- _Written request a_: Which lines of the rows below contain the string "nose"? Pull out each of those lines and copy it.

- _Text excerpt_:
▬▬▬▬▬▬▬▬▬▬

Laughter and Reflection: An Evening with Carol Burnett | 11.05.10

If they cracked up in the middle of the skit, so what? We were laughing too, and that was just one more thing that endeared them to our hearts.

It was a chilly November night outside the Fox Theatre last Friday, but you’d never know it from the inside. Comedy legend Carol Burnett brought her show, Laughter and Reflection: An Evening with Carol Burnett to the Fabulous Fox, taking fans on a journey throughout her nearly six-decade career.
The show kicked off with the animated janitor character from the opening of the classic Carol Burnett Show, segueing into a montage of her Tarzan yell and clips of her entrances, showing off the very best of Bob Mackie’s colorful wardrobe designs. Burnett then finally took the stage, flashing that wonderfully silly and beautiful smile, looking fabulous as ever in another vintage Mackie original.
What made her 1967-1978 television show mean so much to so many people was always the warmth of the performers and the individual comedic skills they brought to the program. It was almost as if these incredible talents could let their hair down a bit and have as much as fun as the audience was having. If they cracked up in the middle of the skit, so what? We were laughing too, and that was just one more thing that endeared them to our hearts.

▬▬▬▬▬▬▬▬▬▬

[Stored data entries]
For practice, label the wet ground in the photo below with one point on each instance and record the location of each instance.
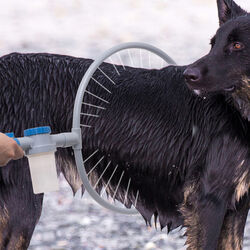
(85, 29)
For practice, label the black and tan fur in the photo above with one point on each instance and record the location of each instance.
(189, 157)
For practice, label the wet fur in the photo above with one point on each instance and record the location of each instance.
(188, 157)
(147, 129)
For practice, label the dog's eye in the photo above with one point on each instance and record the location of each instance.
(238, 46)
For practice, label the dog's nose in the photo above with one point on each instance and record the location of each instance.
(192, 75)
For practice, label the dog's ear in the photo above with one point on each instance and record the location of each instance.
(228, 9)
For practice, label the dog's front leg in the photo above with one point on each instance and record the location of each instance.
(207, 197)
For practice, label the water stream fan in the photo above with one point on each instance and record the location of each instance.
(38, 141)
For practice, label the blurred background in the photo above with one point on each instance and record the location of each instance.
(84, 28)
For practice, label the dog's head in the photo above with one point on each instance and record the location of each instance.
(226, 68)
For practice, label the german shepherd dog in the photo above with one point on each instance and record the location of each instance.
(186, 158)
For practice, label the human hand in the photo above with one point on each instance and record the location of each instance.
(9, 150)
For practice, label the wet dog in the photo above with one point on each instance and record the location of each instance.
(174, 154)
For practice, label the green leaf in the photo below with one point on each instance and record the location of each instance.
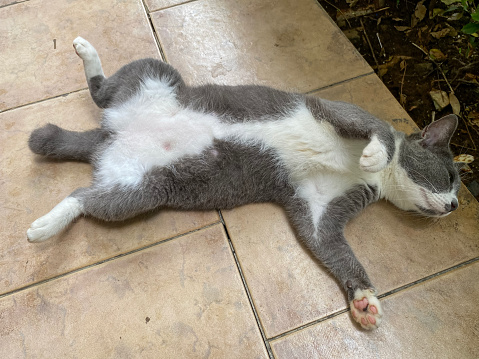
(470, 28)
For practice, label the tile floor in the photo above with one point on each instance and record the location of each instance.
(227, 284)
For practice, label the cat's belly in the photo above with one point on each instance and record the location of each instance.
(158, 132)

▬▬▬▬▬▬▬▬▬▬

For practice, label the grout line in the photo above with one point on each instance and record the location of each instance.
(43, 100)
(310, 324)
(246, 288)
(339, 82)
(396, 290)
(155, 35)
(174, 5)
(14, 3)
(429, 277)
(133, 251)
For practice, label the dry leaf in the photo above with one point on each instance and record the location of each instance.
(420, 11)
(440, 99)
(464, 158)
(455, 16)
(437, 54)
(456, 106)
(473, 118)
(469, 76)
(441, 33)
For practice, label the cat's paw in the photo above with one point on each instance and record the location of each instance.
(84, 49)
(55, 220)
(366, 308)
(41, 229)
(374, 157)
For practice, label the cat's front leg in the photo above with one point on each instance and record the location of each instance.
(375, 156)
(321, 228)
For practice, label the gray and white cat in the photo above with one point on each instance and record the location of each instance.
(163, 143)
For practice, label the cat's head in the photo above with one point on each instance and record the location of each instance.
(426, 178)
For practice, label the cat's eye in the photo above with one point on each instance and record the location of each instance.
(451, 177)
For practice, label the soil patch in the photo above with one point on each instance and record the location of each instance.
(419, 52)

▬▬▬▬▬▬▬▬▬▬

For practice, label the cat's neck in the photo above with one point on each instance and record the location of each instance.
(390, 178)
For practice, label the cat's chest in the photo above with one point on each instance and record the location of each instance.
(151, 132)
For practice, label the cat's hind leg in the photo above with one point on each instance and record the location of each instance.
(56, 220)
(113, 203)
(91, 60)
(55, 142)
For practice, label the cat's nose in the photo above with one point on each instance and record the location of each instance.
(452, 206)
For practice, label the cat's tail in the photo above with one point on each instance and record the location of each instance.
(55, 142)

▬▬▬▬▬▬▬▬▬▬

- _Written request b_: Can you carry on the piece about Carol Burnett's evening at the Fox Theatre, above, from where it stops?

- _Final result a_:
For practice, label the dog's nose in the photo above with one point on each instance and record the location of each instance.
For practice, label the cat's nose in the photo above with one point on each instance and record the location of each instance.

- _Final result b_:
With that in mind, Burnett acknowledged the passing of an important member of the troupe, the late Harvey Korman. She mentioned that Korman found it near impossible to keep a straight face while working with another member of the gang, the inimitable Tim Conway. The cast would shoot the show twice, the first time for the cameras, the second time for the audience. During the second run of the night, Conway would always switch it up and surprise his cast mates with additions to the bits that were noticeably absent from rehearsals. To illustrate her point, she showed a clip of the first time this happened on the show—the famous “Dentist Office” sketch.
At that point, Burnett took questions from the audience, with help from students from Webster Conservatory who roamed the Fox with flashlights and microphones. Many questions started with “I can’t believe I’m standing here talking to Carol Burnett!” Fans used the opportunity to tell the iconic performer how she has touched their lives, and others simply thanked her for giving them so much laughter over the years. Some audience members were perhaps a bit too moved, as this began a series of “can I come up there and give you a hug?” requests. Burnett couldn’t have been any more gracious but, thankfully for the rest of us, she was able to move past this after a few hugs were doled out to the lucky faithful.
No show with Carol Burnett would be complete without a discussion of the Gone with the Wind parody, “Went with the Wind.” This sketch, of course, featured Burnett as Scarlett O’Hara modeling the infamous drapes-with-the-rod dress. One young fan showed up wearing an exact duplicate of this costume, much to Burnett’s delight, and she invited the young lady on stage to marvel at it and take a picture.   
At one point, a fan asked when Carol Burnett was going to host Saturday Night Live. Burnett said she had just guest-starred on an episode of Glee as Sue Sylvester’s mother, but humbly stated: "I don’t think I can top Betty White. She was so good."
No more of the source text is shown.